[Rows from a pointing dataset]
## Begin
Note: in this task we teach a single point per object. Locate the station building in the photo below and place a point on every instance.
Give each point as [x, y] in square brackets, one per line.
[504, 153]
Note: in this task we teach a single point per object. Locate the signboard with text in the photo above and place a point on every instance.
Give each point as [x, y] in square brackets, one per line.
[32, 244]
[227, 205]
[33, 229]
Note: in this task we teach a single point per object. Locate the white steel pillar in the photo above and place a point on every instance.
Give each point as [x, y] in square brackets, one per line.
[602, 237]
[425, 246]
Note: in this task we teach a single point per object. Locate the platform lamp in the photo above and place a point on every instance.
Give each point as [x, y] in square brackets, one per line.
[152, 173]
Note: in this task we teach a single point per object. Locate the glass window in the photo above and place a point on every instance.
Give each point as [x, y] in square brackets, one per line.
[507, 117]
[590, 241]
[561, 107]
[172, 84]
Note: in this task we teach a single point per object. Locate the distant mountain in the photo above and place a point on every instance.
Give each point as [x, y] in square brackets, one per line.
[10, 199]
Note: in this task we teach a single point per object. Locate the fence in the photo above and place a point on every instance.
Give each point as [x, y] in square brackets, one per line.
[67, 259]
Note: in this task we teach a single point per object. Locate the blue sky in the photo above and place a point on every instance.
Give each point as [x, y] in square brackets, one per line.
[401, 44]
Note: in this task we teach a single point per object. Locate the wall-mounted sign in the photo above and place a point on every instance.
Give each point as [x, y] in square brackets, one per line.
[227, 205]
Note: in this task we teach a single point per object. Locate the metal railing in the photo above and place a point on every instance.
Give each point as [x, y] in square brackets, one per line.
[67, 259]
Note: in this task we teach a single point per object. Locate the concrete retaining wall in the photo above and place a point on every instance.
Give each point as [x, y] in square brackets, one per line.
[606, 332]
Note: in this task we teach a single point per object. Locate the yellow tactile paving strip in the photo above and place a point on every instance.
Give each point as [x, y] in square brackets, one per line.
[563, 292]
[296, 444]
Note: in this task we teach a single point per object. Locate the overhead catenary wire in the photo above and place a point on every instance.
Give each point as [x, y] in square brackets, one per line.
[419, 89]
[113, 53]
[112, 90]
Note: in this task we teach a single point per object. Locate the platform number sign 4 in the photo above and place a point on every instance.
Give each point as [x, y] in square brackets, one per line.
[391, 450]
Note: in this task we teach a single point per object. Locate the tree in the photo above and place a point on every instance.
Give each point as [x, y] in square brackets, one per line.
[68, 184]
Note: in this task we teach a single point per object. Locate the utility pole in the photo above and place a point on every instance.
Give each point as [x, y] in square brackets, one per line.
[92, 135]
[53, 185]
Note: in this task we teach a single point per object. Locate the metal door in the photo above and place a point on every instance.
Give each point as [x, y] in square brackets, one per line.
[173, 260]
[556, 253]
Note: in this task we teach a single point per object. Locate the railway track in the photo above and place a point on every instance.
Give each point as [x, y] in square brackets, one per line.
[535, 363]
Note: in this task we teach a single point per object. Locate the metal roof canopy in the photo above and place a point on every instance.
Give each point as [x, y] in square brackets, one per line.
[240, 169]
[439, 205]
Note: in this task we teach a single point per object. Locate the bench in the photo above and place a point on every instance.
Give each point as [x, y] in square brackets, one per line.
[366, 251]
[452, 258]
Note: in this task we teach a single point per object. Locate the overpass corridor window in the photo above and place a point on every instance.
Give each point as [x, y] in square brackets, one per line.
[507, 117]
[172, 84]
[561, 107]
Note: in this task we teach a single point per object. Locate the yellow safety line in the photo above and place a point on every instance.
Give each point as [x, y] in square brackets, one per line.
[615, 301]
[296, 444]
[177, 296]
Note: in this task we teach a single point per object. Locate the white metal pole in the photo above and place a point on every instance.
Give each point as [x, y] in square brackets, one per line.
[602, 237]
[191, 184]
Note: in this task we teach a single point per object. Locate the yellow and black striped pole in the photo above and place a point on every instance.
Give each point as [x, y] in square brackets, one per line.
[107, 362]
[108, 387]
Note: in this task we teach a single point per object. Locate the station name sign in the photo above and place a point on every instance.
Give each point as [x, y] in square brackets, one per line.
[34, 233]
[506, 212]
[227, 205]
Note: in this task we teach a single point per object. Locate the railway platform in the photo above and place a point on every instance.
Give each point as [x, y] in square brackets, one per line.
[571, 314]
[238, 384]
## End
## DIRECTION:
Arrange the stretch of the records from the line containing "Locate the bench" through the end of the records as a numbered list, one line per item, leaving out any blank lines.

## REPLY:
1. Note: in this task we teach a single point per object. Locate the bench in the photo above and place a point on every instance.
2. Give each point as [x, y] in square brackets, one per line.
3. [366, 251]
4. [452, 258]
5. Note: in this task we teach a single point per object. Locate the overpass corridor window in the photo above and place a point on every instance.
6. Give each point as [x, y] in square brackets, one per line.
7. [507, 117]
8. [172, 84]
9. [561, 107]
10. Note: in this task we teach a single point per object. Locate the yellow safety line in the photo above and place a point on every instance.
11. Give each point as [x, y] in square brackets, one per line.
12. [615, 301]
13. [296, 444]
14. [177, 296]
15. Note: in this task we teach a single point per object. Locate the white metal pole in the photo above and place a point on every instance.
16. Give each point as [x, y] in square brackets, one per line.
17. [602, 237]
18. [191, 184]
19. Note: in this task we teach a single point per object. Locate the yellow and black striped pole in the photo above and place a point on every instance.
20. Give each point as [x, y] in square brackets, one per line.
21. [107, 362]
22. [108, 387]
23. Note: in this task we teach a single point per object. Locate the station name sign in the photo above and place a point on every instance.
24. Give each point as [x, y] in square brackets, one per line.
25. [34, 233]
26. [506, 212]
27. [227, 205]
28. Note: in this task we teach a single point per object. Locate the railway platform in the photo above and place a point on every instance.
29. Give each point as [x, y] in square brackets, one per line.
30. [571, 314]
31. [238, 384]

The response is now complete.